### PROBLEM TO WORK ON
Please output the records below as a JSON list of strings, with one string for each line and blank lines left out.

Records taken from a data source
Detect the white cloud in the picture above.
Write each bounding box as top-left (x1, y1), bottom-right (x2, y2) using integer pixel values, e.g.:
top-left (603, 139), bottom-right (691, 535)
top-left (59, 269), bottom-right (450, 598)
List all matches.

### EXERCISE ANSWER
[
  "Detect the white cloud in the picture above.",
  "Write each bounding box as top-left (x1, y1), bottom-right (x2, y2) using integer pixel values, e.g.:",
  "top-left (603, 139), bottom-right (691, 535)",
  "top-left (59, 269), bottom-right (450, 598)",
  "List all matches."
]